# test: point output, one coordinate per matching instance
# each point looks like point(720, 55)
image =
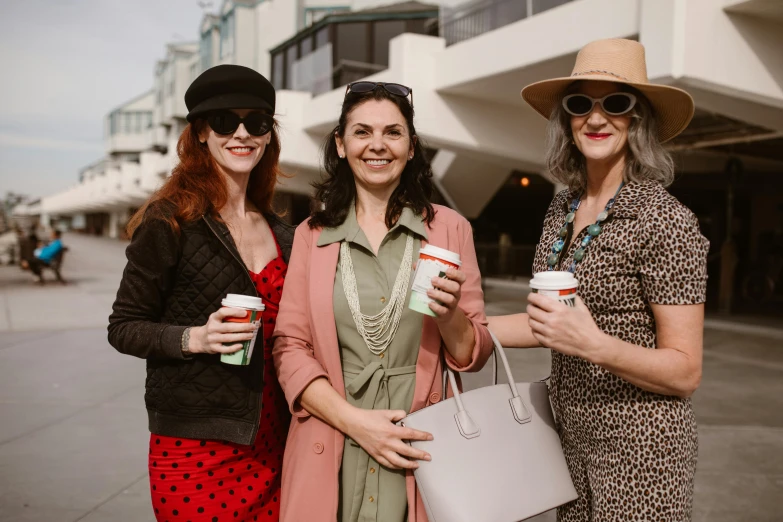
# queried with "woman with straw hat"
point(627, 357)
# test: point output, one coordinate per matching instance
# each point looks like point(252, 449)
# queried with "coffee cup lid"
point(554, 280)
point(243, 301)
point(441, 253)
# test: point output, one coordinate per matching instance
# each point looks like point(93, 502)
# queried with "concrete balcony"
point(128, 142)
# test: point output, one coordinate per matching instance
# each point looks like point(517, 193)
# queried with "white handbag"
point(496, 456)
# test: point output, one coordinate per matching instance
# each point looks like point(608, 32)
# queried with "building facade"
point(466, 63)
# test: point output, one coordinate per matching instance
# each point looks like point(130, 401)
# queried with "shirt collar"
point(349, 230)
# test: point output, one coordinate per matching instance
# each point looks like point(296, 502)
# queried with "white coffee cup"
point(557, 285)
point(433, 262)
point(254, 308)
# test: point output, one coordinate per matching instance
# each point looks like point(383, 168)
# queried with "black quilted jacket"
point(173, 281)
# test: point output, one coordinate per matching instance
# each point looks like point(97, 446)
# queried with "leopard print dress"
point(631, 453)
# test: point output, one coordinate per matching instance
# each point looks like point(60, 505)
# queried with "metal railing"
point(472, 19)
point(505, 261)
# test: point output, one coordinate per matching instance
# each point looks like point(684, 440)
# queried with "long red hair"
point(196, 187)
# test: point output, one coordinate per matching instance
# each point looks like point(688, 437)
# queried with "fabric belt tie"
point(374, 379)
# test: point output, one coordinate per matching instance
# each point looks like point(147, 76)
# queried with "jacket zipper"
point(257, 425)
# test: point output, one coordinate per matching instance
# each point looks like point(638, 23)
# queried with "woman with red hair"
point(218, 429)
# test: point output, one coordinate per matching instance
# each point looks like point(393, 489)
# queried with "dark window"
point(418, 26)
point(290, 58)
point(322, 37)
point(352, 42)
point(306, 46)
point(385, 31)
point(278, 70)
point(540, 6)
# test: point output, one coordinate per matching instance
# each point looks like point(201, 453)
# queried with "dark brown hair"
point(337, 190)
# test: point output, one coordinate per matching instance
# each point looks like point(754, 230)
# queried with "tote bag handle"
point(467, 427)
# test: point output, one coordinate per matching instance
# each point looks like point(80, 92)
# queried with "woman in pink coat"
point(350, 355)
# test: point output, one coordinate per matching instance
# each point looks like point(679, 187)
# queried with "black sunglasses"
point(392, 88)
point(227, 122)
point(615, 104)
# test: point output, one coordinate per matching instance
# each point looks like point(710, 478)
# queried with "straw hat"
point(618, 61)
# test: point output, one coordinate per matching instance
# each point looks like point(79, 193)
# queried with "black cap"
point(229, 87)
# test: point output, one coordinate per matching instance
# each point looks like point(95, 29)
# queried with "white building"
point(466, 67)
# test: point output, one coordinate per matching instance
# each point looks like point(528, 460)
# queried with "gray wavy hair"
point(646, 159)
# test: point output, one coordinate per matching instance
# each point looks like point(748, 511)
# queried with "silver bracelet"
point(186, 343)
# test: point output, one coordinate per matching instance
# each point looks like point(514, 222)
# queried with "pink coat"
point(306, 348)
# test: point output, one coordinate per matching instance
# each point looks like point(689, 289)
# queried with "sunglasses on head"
point(392, 88)
point(226, 122)
point(615, 104)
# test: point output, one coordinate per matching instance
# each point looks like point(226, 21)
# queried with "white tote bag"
point(496, 456)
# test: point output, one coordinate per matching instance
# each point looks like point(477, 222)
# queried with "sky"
point(64, 64)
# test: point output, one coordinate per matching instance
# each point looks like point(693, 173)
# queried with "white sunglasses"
point(615, 104)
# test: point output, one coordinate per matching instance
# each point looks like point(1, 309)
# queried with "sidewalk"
point(73, 435)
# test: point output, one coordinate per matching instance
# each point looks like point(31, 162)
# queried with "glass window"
point(352, 42)
point(508, 13)
point(385, 31)
point(306, 46)
point(205, 50)
point(227, 26)
point(278, 61)
point(322, 37)
point(290, 58)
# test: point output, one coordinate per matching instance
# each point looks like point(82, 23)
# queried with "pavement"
point(73, 434)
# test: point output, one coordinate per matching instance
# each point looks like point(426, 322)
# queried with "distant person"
point(43, 255)
point(351, 356)
point(218, 430)
point(628, 356)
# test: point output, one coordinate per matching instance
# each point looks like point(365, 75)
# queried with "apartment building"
point(466, 62)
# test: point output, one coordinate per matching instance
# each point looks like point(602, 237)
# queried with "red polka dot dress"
point(213, 480)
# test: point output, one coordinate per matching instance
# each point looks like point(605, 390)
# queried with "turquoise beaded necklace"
point(592, 232)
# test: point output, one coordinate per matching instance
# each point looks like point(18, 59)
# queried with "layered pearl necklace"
point(377, 330)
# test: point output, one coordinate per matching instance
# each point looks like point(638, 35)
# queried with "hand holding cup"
point(220, 336)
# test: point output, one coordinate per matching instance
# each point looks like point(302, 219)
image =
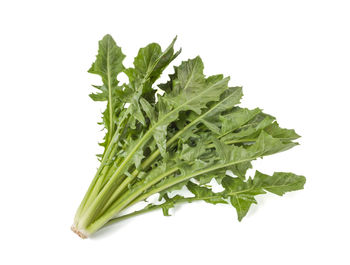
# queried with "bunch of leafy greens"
point(187, 135)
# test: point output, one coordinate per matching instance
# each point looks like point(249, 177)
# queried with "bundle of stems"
point(186, 133)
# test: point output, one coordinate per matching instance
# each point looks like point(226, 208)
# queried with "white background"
point(293, 60)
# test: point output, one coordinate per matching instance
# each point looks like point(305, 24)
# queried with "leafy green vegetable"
point(186, 136)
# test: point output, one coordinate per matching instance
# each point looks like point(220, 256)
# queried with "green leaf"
point(204, 193)
point(279, 183)
point(241, 194)
point(108, 64)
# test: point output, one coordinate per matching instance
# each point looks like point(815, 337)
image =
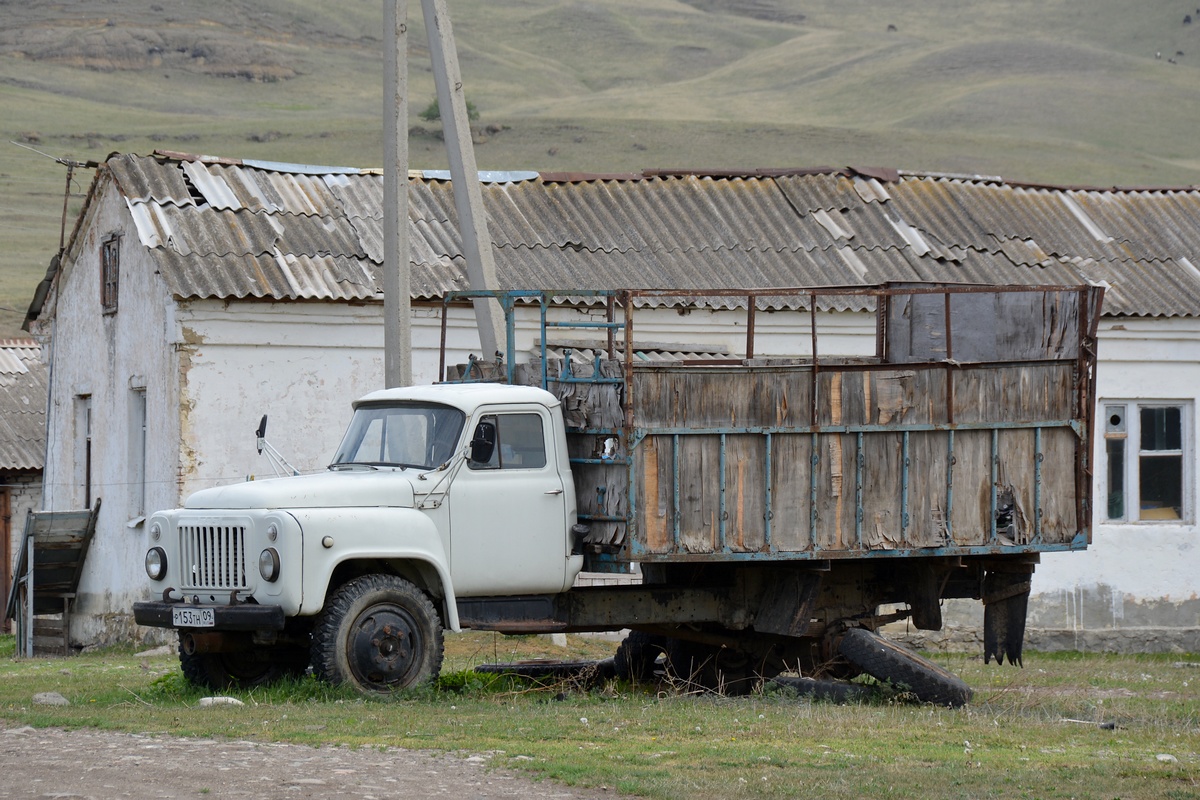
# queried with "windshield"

- WHAT TO DO -
Your answer must be an exact repeat of the records above, with the pictures left out.

- EXERCISE OUTPUT -
# test: point output, one coordinate per matching instance
# each point looks like point(720, 55)
image =
# queried with "woman with straw hat"
point(627, 357)
# test: point output, one coordinate per matching instance
# each point looks like point(252, 449)
# queried with "coffee cup lid"
point(554, 280)
point(243, 301)
point(441, 253)
# test: point output, one coordinate per matching instance
# each point looks like point(93, 502)
# queried with "concrete balcony"
point(128, 142)
# test: point output, one coordinate per matching instance
# each point looks like point(517, 193)
# queried with "white handbag"
point(496, 456)
# test: point output, one coordinate per matching instance
# each point looks like point(608, 32)
# queried with "building facade"
point(466, 63)
# test: point output, one coordinate per matching instance
# each point looks like point(130, 401)
# queried with "shirt collar"
point(349, 230)
# test: point output, one coordinate per matching instance
# each point looks like point(296, 502)
# queried with "white coffee cup"
point(557, 285)
point(433, 262)
point(254, 308)
# test: point output, one coordinate per matching instance
# each point looks like point(383, 168)
# queried with "black quilted jacket"
point(173, 281)
# test: point output, one coordinate per matching instance
# each point looks like point(97, 446)
# queried with "leopard print dress"
point(631, 453)
# test: point output, one coordinate per matching instance
# each point looks like point(60, 505)
# queried with "metal railing"
point(472, 19)
point(505, 261)
# test: point output, one coordinate per matching instance
# each point looks like point(684, 440)
# queried with "long red hair"
point(196, 187)
# test: point output, one coordinate per matching instance
# each point looks like point(688, 437)
# queried with "fabric belt tie"
point(374, 379)
# test: point output, one coordinate per matching instance
# each point looks like point(147, 76)
# queried with "jacket zipper"
point(257, 425)
# test: point output, one coordinate per matching instance
# each point looks like point(638, 23)
# queried with "woman with red hair"
point(218, 429)
# test: point output, one coordinate per matching instance
# each point looks like point(393, 489)
# queried with "dark window"
point(418, 26)
point(290, 58)
point(322, 37)
point(352, 42)
point(306, 46)
point(385, 31)
point(278, 70)
point(540, 6)
# test: point output, one coordinate per matching instance
# each point looks like point(201, 453)
# queried with "dark brown hair"
point(337, 190)
# test: point output, one coordinate per matching instance
# each point looks like point(754, 230)
# queried with "tote bag handle"
point(467, 427)
# test: point output, one coordinate per matching instance
# each point looks like point(80, 92)
# queried with "woman in pink coat"
point(350, 355)
# test: point output, one coordinate per matching instance
# each point looks like point(679, 187)
# queried with "black sunglasses"
point(392, 88)
point(227, 122)
point(615, 104)
# test: point output, one coordinate per matching instance
# each point looks like point(710, 478)
# queried with "straw hat"
point(618, 61)
# test: point output, one coordinate per matching instance
# each point looks like point(79, 193)
# queried with "black cap"
point(229, 87)
# test: point output, one coordinate per matching instance
# each point looks like point(95, 29)
# queried with "white building"
point(466, 67)
# test: point output, one coordinate per matching instance
# each point looks like point(528, 460)
# queried with "gray wavy hair"
point(646, 159)
# test: point output, one coordinate per matching instance
# each point looks like point(748, 511)
# queried with "silver bracelet"
point(186, 343)
# test: point output, one coordinate per matching instance
# each point looks like point(514, 222)
# queried with "pink coat"
point(306, 348)
# test: point output, one coordinate per matching instance
# each point looks like point(689, 289)
# queried with "sunglasses on head"
point(392, 88)
point(226, 122)
point(615, 104)
# test: point output, one coordinate per matching instance
# each point looks like point(226, 21)
# queried with "white tote bag"
point(496, 456)
# test: point output, one coordinate per matching instance
# each point looks like point(477, 222)
# queried with "sky"
point(64, 64)
# test: point output, one coordinate per matching instance
# each point looks like point(693, 173)
# queried with "white sunglasses"
point(615, 104)
# test: point output, one coordinate per matching instance
# each point looks like point(1, 309)
# queried with "sidewalk"
point(73, 435)
# test: point output, one coordinate per matching instance
# each point looks like point(31, 162)
# queried with "glass window"
point(352, 42)
point(508, 13)
point(385, 31)
point(306, 46)
point(205, 50)
point(227, 26)
point(278, 61)
point(322, 37)
point(290, 58)
# test: point output, one coordinate per matching instance
# each point looks like point(82, 23)
# queried with "pavement"
point(73, 434)
# test: point output, one coordinate per matching instance
# each point looks like point(426, 322)
# queried with "distant person"
point(43, 255)
point(351, 356)
point(218, 430)
point(628, 356)
# test: point output, one coordinate per matching instance
# each point looks like point(365, 75)
# queried with "apartment building"
point(466, 62)
# test: point output, one coordinate per matching instance
# each point looks like point(602, 237)
# queried with "red polka dot dress"
point(213, 480)
# test: point output, one coordinate per matching instance
# each point looks like point(605, 390)
# queried with "turquoise beaded necklace"
point(592, 232)
# test: point output, one coordinate per matching instance
# each point looks like point(18, 59)
# queried with "layered pearl necklace"
point(377, 330)
# test: point output, one coordinate per matching instance
# each point looks like point(638, 35)
# queried with "hand holding cup"
point(220, 336)
# test: point output, one coordinate per matching instance
# each point looks like point(302, 219)
image =
# queried with "bunch of leafy greens"
point(187, 135)
# test: point output, one coordinate per matching instance
# each point looks like point(249, 177)
# queried with "bundle of stems"
point(186, 133)
# test: point output, one coordinate per matching instance
# each point looks like point(226, 208)
# queried with "white background"
point(293, 60)
# test: point output, one coordinate per matching instance
# each point looks like point(305, 24)
# queried with "leafy green vegetable"
point(186, 136)
# test: point output, one coordinate per matching instance
# each point looks like point(220, 256)
# queried with "green leaf"
point(204, 193)
point(279, 183)
point(241, 194)
point(108, 64)
# test: point output, one coordinate per matching instance
# each point looks like point(815, 337)
image =
# queried with "windshield"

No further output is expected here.